_Text_.

Being a barrister specialising in civil liability representing both sides, claimants and defendants, I have decided to publish a response to the Law Commission’s question, which provides the heading for this article, regarding civil liability.
I focus on the problems which subcontractors in the field of remote driving may create for the efficacy and success of claims for compensation – and the relevant points which stakeholders in industry and insurers should be aware of.
A thicket of subcontractors: practical problems
1. Multiple parties and orders for costs potentially swallowing up claimants’ damages
The Law Commission gave an example of where injuries are caused when a remotely driven vehicle loses connectivity and can no longer be controlled by the remote driver, and the software designed to bring the car to a safe stop fails. The Law Commission noted that there is a possibility that victims may find it more difficult to obtain compensation if the organisation that set up the system subcontracted for remote drivers.
The basic rule is that parties are liable for actions of their employees acting in the course of their employment. This is termed ‘vicarious liability’. However, a main contractor is generally not liable for actions of independent subcontractors. It is not always clear in a given case whether fault may lie with a main contractor or a subcontractor. Road transport has generated these problems for many years: many of the leading cases on vicarious liability throughout the past decades have related to haulage.
In a position where there are subcontractors, it is often the case that potential defendants will seek to show that they are not at fault. In such situations, claimants and their legal advisors may be left in a difficult position as to whether they should issue against only one or multiple defendants.
Since April 2013, qualified one-way costs shifting (“QOCS”) has been in force in relation to personal injury claims. The effect of QOCS is that if a Claimant loses their claim for personal injury, orders costs cannot be enforced against them unless certain situations pertain, such as if they have been ‘fundamentally dishonest’. However, where there they have sued two defendants and been successful against one, the successful defendant may be able to enforce its costs against the claimant who unsuccessfully sued them, out of the damages which the other defendant has awarded them, up to the value of those damages. If a claimant succeeds against only one defendant, the costs of the successful defendant may well end up swallowing up the entirety of a claimant’s claim if awarded against the claimant rather than the unsuccessful defendant. This is tantamount to defeating the claim altogether. A claimant may seek an order that the defendant they successfully sued pays the costs of the defendant they unsuccessfully sued, but the decision as to whether to award such costs rests with the discretion of a judge.
By contrast, if they choose to sue just one defendant, they risk suing the wrong one.
In practice, what often occurs is that claimants’ advisors press both potential defendants, to show that if they do end up suing both, they have done so reasonably. From the industry perspective, it is therefore worthwhile ensuring that recording of any fault, and methods for demonstrating that the system was working, is as clear as possible. This means that if a claimant issues pre-action correspondence, it can be made utterly clear that fault does not lie with the system which the relevant company is responsible for.
But this does not, and will not, always happen.
Judges have discretion as to costs in such a situation. The key question, though not the only question, will be whether it had been reasonable for the claimant to claim against the successful defendant, on a holistic view of all the circumstances in the case. In practice, the lines between suing both an organisation running a system for remote vehicles and its subcontractor reasonably versus unreasonably will not always be clear, and will depend on the evidence in the case.

_Actions to take_.
[a] According to the article, since when has qualified one-way costs shifting been in force for personal injury claims?
[b] List every term that the article sets in quotation marks.
[c] Please copy the article from "The basic rule" to "related to haulage.".

_Material_.
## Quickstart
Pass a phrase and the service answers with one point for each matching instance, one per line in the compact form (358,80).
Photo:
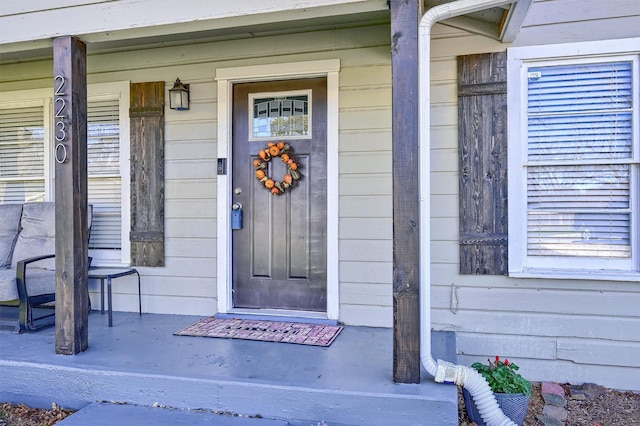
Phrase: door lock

_Results in order_.
[a] Since April 2013.

[b] vicarious liability; QOCS; fundamentally dishonest

[c]
The basic rule is that parties are liable for actions of their employees acting in the course of their employment. This is termed ‘vicarious liability’. However, a main contractor is generally not liable for actions of independent subcontractors. It is not always clear in a given case whether fault may lie with a main contractor or a subcontractor. Road transport has generated these problems for many years: many of the leading cases on vicarious liability throughout the past decades have related to haulage.